• Work to do: Omit the pictures, then write out every entry exactly as it reads.

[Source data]
----
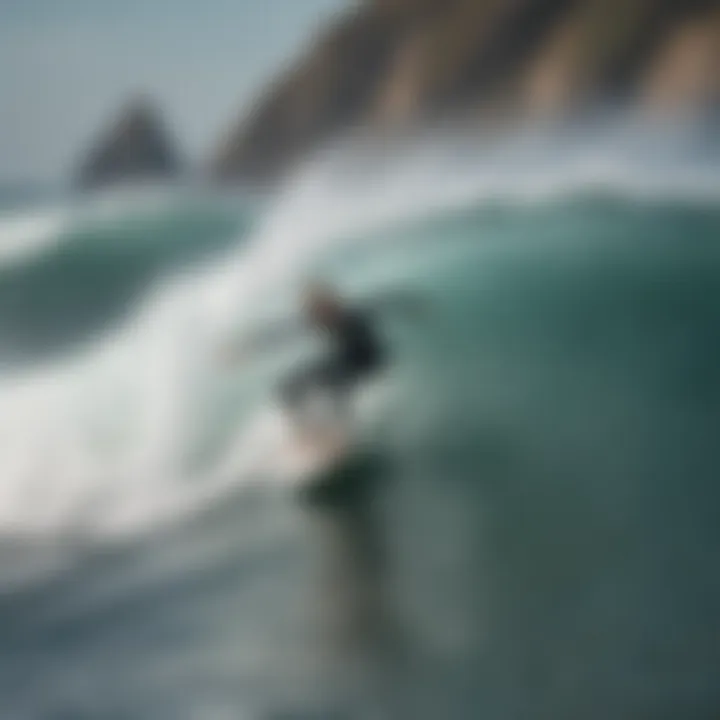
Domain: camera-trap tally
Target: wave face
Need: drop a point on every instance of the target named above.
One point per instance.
(533, 532)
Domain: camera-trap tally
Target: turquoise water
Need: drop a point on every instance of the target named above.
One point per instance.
(534, 532)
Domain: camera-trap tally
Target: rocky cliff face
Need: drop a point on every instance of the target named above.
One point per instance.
(136, 148)
(394, 64)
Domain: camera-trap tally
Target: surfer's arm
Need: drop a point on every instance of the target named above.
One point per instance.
(262, 340)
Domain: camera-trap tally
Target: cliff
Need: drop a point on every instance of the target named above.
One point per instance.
(137, 147)
(391, 65)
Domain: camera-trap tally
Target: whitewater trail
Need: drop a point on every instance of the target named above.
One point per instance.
(101, 442)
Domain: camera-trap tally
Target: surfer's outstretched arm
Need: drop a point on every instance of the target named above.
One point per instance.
(262, 340)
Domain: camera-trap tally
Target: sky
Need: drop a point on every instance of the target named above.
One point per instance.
(67, 67)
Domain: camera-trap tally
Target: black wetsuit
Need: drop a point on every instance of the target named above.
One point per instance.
(355, 352)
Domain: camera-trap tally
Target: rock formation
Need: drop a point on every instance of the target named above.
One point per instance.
(137, 147)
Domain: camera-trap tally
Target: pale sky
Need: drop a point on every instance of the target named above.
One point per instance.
(66, 67)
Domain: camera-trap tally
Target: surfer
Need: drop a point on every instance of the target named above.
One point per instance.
(356, 351)
(355, 354)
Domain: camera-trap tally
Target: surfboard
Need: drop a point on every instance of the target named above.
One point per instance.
(308, 457)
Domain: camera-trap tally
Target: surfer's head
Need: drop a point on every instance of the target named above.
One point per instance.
(321, 302)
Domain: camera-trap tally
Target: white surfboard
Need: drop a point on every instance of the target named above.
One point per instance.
(271, 449)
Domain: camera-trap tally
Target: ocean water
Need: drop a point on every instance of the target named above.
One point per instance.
(533, 532)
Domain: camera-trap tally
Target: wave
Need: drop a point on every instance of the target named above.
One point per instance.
(70, 274)
(133, 431)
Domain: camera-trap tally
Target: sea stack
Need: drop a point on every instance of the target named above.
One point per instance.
(389, 66)
(137, 147)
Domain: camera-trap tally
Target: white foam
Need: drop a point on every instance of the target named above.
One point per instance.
(101, 444)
----
• Result for this exercise:
Domain: camera-trap tally
Target: wave face
Need: drop a point on every instance of the target named above.
One point per instance.
(533, 532)
Domain: camera-trap tally
Target: turquoise water
Need: drop a point on every instance of the target named above.
One point per instance.
(534, 532)
Domain: camera-trap tally
Target: rocky cliff face
Need: drop a point on every instance of the target named above.
One point per instance.
(136, 148)
(394, 64)
Domain: camera-trap tally
Target: surfer's arm
Need: drop a point on every instance of the target named above.
One point per instance.
(262, 340)
Domain: camera-trap tally
Target: cliff
Need: drop a point on every instance of the target named above.
One point per instance.
(137, 147)
(391, 65)
Domain: camera-trap tally
Target: whitewater trail
Need: drop a point on every instance of the target named above.
One point per instance.
(101, 442)
Domain: camera-trap tally
Target: surfer's outstretched arm
Need: drop a point on every instance of the target named above.
One point per instance.
(262, 340)
Domain: camera-trap tally
Target: sky
Need: drop a point on every instance of the target named above.
One point per instance.
(67, 67)
Domain: camera-trap tally
Target: black wetsuit
Need: drop a point on every instance of the target named above.
One point per instance.
(355, 352)
Domain: camera-trap tally
Target: rock formation
Need: drop a point on every instance of the target named above.
One point per instance.
(137, 147)
Domain: camera-trap tally
Target: pale sky
Need: drop a point on every instance of the target named above.
One point per instance.
(66, 67)
Domain: camera-trap tally
Target: surfer
Need: drop a point on every instance of the target named above.
One point per instance.
(356, 351)
(355, 354)
Domain: camera-trap tally
Target: surfboard
Need: drop a point on every instance of the target named above.
One point per instance.
(308, 457)
Domain: camera-trap tally
Target: surfer's head
Need: drop a point on every instance of the target named above.
One point per instance.
(321, 302)
Domain: camera-trap tally
Target: white surfboard
Need: drop a point on every instance of the target named above.
One point per instance.
(271, 449)
Domain: camera-trap tally
Target: ocean water
Need: drop a point on every instance of the target named above.
One point per instance.
(533, 532)
Domain: camera-trap tally
Target: wave
Need: drop a point on every instance of the target named above.
One point per instance.
(70, 274)
(133, 431)
Domain: camera-trap tally
Target: sea stack
Need: drop a point on every instance of the target named above.
One point per instance.
(389, 66)
(137, 147)
Domain: camera-trap tally
Target: white foam
Need: drop a point on every instance of the target named above.
One point per instance.
(101, 444)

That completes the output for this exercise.